● **Point localization data**:

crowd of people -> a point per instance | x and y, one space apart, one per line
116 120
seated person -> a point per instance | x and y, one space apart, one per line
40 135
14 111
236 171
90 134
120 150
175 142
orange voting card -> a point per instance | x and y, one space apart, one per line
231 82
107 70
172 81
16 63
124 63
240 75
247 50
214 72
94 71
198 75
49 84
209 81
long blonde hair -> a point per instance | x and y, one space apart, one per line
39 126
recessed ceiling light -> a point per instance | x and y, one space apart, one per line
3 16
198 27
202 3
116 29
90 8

...

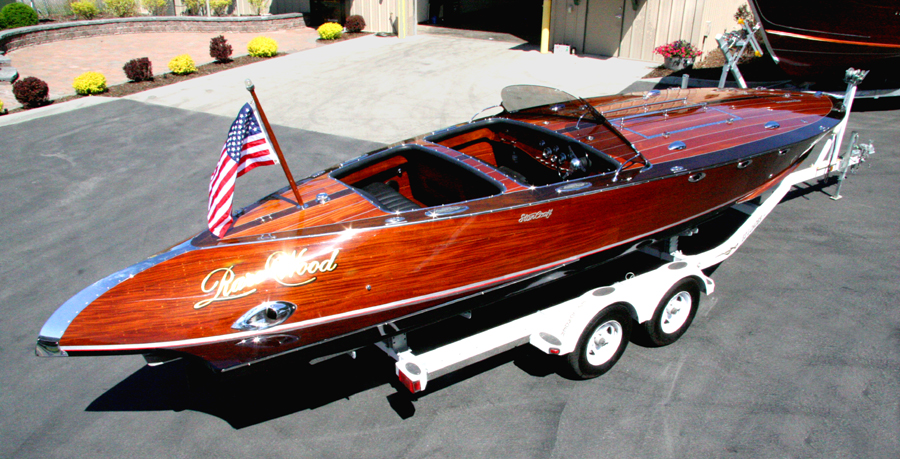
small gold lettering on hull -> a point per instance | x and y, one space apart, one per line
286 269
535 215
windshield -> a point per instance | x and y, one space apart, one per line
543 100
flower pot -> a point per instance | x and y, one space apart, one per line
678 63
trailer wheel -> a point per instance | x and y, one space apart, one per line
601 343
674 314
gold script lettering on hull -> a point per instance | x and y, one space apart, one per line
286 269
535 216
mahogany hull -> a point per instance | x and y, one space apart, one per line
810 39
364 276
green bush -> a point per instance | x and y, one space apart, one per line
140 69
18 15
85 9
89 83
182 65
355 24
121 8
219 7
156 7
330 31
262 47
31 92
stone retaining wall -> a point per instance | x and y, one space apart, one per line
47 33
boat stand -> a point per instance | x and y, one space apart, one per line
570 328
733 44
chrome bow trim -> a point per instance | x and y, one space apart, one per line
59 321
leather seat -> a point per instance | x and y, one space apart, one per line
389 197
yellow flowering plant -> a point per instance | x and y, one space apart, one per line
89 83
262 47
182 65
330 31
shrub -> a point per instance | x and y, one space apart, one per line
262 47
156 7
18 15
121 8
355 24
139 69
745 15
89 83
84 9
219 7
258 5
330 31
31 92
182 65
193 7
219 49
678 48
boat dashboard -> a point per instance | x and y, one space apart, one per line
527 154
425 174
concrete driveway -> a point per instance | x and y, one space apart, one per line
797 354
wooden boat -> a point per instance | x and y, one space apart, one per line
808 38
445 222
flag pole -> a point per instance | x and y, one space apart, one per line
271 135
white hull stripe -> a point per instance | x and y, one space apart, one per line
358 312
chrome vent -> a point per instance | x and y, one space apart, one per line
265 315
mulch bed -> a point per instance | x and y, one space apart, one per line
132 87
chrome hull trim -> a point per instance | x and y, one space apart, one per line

* * *

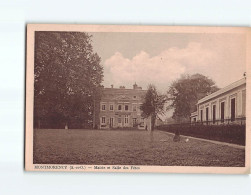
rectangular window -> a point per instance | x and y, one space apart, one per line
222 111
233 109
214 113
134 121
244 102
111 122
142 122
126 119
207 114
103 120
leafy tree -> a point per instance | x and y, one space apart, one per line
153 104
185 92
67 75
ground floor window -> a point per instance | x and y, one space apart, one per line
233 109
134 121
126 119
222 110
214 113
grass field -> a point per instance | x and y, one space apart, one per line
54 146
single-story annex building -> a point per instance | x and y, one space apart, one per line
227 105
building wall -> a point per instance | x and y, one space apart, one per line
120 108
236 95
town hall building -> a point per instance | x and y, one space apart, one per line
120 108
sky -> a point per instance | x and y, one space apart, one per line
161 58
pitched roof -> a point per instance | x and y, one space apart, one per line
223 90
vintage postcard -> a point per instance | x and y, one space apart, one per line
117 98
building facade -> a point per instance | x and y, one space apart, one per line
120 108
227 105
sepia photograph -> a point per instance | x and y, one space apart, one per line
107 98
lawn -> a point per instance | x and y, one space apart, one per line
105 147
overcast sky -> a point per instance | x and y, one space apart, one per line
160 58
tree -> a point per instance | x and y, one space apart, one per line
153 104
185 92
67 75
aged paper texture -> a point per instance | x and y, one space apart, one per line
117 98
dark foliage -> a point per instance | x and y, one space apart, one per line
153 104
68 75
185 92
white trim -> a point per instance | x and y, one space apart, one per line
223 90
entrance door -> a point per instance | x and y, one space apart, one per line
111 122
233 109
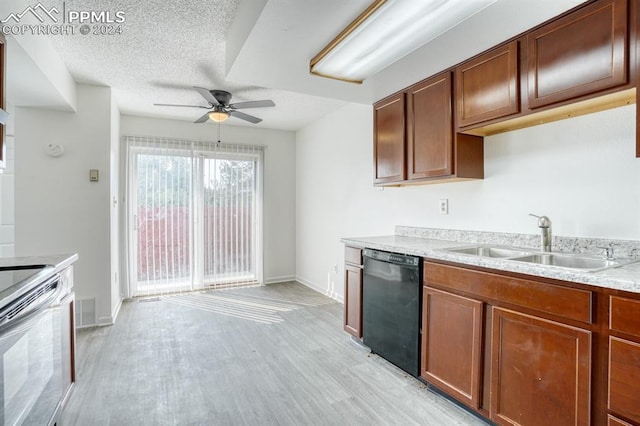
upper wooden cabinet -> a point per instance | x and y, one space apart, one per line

● **ACTIVITY**:
Starting at the line above that holds "white trim ->", return each line up to and including the one that holds "upper wooden cabinet", exactly as written, minus any pictures.

● **TASK RESPONSE**:
white trim -> a point per instance | x and y, one space apart, one per line
223 90
entrance door -> a point per instance | x and y, one space apart, one per line
111 122
233 109
upper wooden cabinet -> a point per instance | x and y, one space apart, one per line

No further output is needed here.